• REQUIRED WORK:
From the listing below, copy out every line that contains the word "fence".

• PROVIDED RECORDS:
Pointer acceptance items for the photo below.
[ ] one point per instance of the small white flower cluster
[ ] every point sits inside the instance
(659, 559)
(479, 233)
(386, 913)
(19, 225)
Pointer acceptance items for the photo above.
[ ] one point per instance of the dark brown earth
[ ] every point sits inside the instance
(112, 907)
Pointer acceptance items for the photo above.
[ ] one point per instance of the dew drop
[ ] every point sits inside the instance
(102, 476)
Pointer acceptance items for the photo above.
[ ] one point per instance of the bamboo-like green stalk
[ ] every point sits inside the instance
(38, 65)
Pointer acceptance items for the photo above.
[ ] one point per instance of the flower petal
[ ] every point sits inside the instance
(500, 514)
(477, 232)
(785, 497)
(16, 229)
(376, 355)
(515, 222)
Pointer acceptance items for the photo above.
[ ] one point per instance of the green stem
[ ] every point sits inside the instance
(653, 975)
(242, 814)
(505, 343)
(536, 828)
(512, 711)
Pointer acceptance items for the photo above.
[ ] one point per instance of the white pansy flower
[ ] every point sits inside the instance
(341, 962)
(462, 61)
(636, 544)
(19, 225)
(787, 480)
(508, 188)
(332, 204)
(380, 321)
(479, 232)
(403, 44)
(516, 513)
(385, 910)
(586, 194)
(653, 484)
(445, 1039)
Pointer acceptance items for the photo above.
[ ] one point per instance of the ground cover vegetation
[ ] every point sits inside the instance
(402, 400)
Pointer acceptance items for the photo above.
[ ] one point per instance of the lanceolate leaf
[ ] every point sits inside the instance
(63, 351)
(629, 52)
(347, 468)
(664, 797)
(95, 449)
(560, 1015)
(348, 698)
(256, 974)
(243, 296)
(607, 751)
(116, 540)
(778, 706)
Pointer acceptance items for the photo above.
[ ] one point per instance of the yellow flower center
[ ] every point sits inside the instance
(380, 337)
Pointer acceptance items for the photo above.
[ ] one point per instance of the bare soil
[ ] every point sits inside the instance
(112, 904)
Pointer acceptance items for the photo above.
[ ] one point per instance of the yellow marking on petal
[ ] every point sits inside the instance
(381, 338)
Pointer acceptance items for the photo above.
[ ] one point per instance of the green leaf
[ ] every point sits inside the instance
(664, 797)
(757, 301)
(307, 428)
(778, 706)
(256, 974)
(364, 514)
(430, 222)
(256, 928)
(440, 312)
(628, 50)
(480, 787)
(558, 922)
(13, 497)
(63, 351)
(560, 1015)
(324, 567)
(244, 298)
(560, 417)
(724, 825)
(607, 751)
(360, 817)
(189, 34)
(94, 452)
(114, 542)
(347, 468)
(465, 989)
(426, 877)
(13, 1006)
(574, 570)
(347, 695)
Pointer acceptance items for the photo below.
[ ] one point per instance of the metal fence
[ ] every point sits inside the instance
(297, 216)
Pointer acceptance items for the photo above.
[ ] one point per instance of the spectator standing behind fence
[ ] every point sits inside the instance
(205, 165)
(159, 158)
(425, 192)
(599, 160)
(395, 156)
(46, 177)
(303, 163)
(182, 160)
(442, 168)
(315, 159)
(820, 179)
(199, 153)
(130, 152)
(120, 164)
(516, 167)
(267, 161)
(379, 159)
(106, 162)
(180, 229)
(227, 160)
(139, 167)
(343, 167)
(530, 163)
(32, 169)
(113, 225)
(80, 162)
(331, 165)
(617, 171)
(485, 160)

• RESULT OF THE EXERCISE:
[ ] one point per instance of the metal fence
[ ] one point per instance of the spectator standing behind fence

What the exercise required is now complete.